== Segment start ==

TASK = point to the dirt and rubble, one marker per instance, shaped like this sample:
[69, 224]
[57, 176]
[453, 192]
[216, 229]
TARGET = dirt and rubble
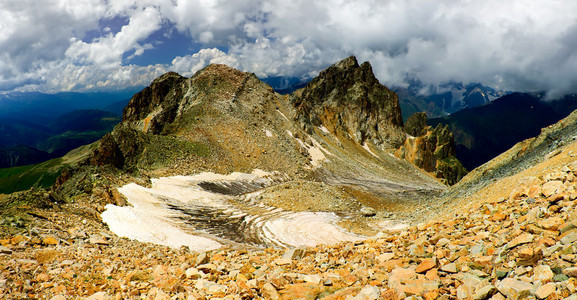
[522, 245]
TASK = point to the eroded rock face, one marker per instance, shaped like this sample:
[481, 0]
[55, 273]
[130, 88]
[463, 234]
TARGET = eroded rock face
[434, 152]
[416, 125]
[348, 99]
[157, 104]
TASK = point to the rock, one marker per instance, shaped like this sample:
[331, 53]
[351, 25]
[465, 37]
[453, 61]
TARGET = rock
[313, 278]
[569, 238]
[368, 292]
[568, 227]
[434, 152]
[269, 292]
[449, 268]
[98, 240]
[18, 239]
[426, 265]
[99, 296]
[571, 272]
[335, 98]
[543, 273]
[193, 273]
[443, 242]
[5, 250]
[514, 289]
[545, 290]
[385, 257]
[419, 286]
[400, 276]
[202, 258]
[368, 211]
[552, 223]
[416, 124]
[207, 268]
[294, 253]
[551, 188]
[283, 261]
[210, 287]
[524, 238]
[560, 277]
[50, 241]
[299, 291]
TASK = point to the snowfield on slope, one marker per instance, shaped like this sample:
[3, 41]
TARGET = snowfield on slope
[201, 212]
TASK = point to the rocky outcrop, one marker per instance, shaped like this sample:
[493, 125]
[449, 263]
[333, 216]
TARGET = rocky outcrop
[416, 124]
[433, 151]
[348, 99]
[157, 104]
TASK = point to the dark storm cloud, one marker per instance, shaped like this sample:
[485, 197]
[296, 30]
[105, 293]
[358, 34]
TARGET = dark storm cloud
[516, 44]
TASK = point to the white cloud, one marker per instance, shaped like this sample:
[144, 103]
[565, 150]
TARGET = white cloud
[190, 64]
[107, 51]
[516, 44]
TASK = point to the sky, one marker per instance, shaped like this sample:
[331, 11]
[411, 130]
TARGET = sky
[89, 45]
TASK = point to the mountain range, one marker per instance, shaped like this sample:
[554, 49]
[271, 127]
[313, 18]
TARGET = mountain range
[484, 132]
[218, 186]
[35, 127]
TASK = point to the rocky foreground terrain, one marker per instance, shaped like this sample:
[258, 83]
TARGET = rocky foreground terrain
[518, 244]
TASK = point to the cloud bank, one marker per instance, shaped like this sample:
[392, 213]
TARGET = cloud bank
[521, 45]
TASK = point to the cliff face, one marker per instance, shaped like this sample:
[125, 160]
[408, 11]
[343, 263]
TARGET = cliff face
[433, 150]
[347, 99]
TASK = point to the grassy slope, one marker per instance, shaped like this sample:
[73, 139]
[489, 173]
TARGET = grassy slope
[40, 175]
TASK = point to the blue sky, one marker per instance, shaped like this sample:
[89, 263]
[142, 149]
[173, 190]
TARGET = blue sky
[86, 45]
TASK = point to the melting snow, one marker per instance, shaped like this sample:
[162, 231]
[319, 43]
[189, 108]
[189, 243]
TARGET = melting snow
[157, 215]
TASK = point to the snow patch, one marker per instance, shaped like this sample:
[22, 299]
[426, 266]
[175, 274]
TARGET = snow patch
[280, 112]
[296, 230]
[146, 226]
[161, 214]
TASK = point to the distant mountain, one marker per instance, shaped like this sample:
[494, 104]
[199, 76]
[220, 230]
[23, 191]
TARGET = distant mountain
[35, 126]
[41, 108]
[23, 143]
[285, 85]
[484, 132]
[445, 99]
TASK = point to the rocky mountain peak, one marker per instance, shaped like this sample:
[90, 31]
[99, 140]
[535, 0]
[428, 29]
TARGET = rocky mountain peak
[348, 99]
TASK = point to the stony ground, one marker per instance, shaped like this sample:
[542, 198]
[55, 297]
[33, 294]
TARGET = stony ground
[519, 247]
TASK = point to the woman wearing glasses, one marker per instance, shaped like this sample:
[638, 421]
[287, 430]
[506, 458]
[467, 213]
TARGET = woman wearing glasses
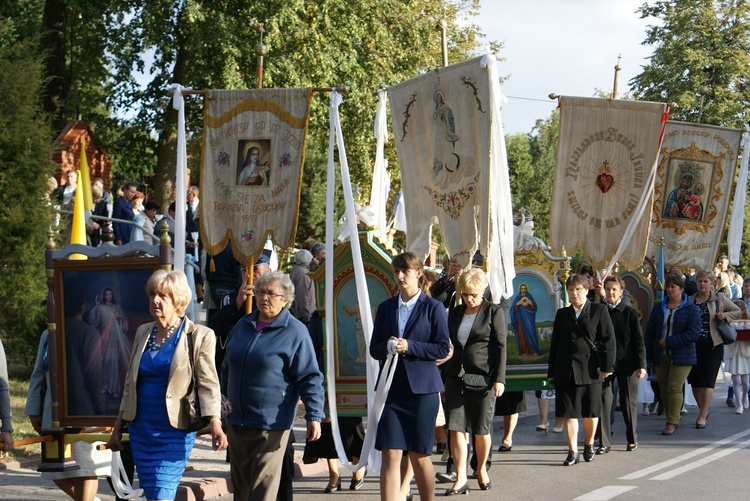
[268, 366]
[412, 326]
[478, 332]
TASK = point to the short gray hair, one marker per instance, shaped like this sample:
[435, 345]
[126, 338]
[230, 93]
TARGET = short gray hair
[287, 287]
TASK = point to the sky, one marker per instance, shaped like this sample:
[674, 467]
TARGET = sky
[569, 47]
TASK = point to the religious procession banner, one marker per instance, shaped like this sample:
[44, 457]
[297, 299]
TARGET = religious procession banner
[692, 192]
[441, 122]
[606, 154]
[253, 152]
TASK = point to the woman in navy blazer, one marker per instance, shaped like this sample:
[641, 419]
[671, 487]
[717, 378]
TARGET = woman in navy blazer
[412, 326]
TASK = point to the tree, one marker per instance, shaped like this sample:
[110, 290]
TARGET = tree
[701, 60]
[531, 162]
[26, 159]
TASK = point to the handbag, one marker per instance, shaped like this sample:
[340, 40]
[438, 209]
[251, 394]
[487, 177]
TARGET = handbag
[475, 382]
[191, 403]
[726, 330]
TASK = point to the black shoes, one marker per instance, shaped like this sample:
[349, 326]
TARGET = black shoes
[571, 459]
[446, 478]
[330, 488]
[461, 490]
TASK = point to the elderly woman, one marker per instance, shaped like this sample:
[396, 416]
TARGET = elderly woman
[709, 349]
[478, 331]
[268, 366]
[582, 354]
[158, 376]
[673, 327]
[413, 326]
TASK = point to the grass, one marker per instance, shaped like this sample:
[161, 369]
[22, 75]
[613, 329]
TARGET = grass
[21, 425]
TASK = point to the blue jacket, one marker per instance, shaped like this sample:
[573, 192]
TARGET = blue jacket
[686, 329]
[264, 374]
[427, 334]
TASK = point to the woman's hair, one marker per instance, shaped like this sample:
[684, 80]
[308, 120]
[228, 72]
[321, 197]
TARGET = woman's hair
[407, 261]
[173, 284]
[430, 277]
[704, 274]
[287, 287]
[473, 281]
[674, 280]
[743, 307]
[578, 279]
[410, 261]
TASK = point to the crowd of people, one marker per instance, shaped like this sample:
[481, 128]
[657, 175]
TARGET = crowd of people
[447, 338]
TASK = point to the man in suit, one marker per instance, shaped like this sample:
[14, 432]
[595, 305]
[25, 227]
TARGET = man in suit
[582, 354]
[630, 365]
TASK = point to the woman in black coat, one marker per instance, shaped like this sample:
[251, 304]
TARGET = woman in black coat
[582, 354]
[478, 331]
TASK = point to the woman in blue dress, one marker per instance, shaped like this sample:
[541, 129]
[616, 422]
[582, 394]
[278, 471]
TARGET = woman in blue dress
[159, 375]
[414, 327]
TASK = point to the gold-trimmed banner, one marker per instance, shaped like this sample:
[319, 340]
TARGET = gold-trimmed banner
[606, 151]
[692, 192]
[253, 152]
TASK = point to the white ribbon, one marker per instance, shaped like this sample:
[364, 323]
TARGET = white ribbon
[737, 221]
[121, 483]
[178, 103]
[380, 177]
[500, 246]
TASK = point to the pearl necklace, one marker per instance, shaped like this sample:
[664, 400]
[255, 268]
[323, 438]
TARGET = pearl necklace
[153, 345]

== Segment end ==

- [Exercise objective]: Each line from the one that contains "TARGET = white ribbon" through the end of the material above should be returned exactly, and nothing else.

- [Problem solution]:
TARGET = white ribbon
[737, 221]
[121, 483]
[178, 103]
[380, 177]
[500, 246]
TASK = point to the pearl necklace, one marker per instance, shaped like this sample:
[664, 400]
[255, 268]
[323, 438]
TARGET = pearl necklace
[153, 345]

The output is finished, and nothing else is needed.